ACTIVITY: Each line of the listing, apart from the pictures, is to be printed exactly.

DATA TO EXAMINE:
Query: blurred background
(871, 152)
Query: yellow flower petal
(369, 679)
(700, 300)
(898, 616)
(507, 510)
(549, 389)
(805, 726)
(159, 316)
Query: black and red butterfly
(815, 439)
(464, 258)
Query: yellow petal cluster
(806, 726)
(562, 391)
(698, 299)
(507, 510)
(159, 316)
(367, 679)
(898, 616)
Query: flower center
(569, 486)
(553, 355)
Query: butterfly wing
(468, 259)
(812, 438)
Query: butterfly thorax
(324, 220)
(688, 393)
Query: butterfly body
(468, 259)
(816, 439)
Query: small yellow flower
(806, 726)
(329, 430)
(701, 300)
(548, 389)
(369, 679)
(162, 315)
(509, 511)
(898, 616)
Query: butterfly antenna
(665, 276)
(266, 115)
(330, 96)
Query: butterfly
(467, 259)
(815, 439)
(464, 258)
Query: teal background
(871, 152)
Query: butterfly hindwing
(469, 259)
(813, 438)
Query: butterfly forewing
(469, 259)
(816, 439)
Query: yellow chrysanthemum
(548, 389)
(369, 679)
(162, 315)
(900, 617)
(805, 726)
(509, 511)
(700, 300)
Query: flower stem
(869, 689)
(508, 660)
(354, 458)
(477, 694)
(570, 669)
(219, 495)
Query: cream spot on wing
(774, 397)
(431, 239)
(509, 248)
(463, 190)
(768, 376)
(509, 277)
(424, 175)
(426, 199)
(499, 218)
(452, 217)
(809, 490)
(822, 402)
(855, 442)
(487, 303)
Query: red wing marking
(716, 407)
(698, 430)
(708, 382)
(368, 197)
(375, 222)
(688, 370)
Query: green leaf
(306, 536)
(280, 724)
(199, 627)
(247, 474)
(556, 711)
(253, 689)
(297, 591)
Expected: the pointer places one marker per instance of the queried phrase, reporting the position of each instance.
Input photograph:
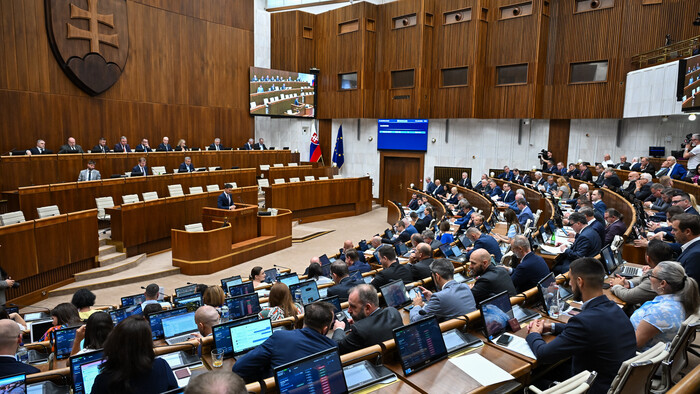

ANSWER FOR THIS EXERCISE:
Query: blurred background
(871, 152)
Query: yellow flower petal
(369, 679)
(700, 300)
(898, 616)
(507, 510)
(549, 389)
(805, 726)
(159, 316)
Query: black and red butterfly
(815, 439)
(464, 258)
Query: yellow petal cluster
(806, 726)
(562, 391)
(698, 299)
(507, 510)
(159, 316)
(367, 679)
(898, 616)
Query: flower center
(569, 486)
(553, 355)
Query: butterfly wing
(468, 259)
(812, 438)
Query: butterfly thorax
(324, 220)
(688, 393)
Query: butterfly body
(468, 259)
(816, 439)
Query: small yellow flower
(806, 726)
(329, 430)
(701, 300)
(548, 389)
(369, 679)
(162, 315)
(509, 511)
(898, 616)
Query: butterfly antenna
(665, 276)
(266, 115)
(330, 96)
Query: butterfly
(467, 259)
(815, 439)
(464, 258)
Query: teal background
(871, 152)
Query: butterfly hindwing
(469, 259)
(813, 438)
Query: butterfly forewing
(469, 259)
(816, 439)
Query: yellow chrysanthemum
(548, 389)
(369, 679)
(162, 315)
(900, 617)
(805, 726)
(509, 511)
(700, 300)
Query: flower stem
(869, 689)
(508, 660)
(354, 458)
(477, 694)
(570, 669)
(219, 495)
Query: cream spot on wing
(774, 397)
(431, 239)
(509, 248)
(463, 190)
(768, 376)
(509, 277)
(424, 175)
(426, 199)
(499, 218)
(452, 217)
(809, 490)
(822, 402)
(855, 442)
(487, 303)
Query: red wing marking
(716, 407)
(698, 430)
(708, 382)
(368, 197)
(375, 222)
(688, 370)
Query: green leaf
(306, 536)
(280, 724)
(199, 627)
(247, 474)
(556, 711)
(253, 689)
(297, 591)
Expected: the pointer places one marker per instance of the queried phrase, reporting the position of each instance.
Input photograph:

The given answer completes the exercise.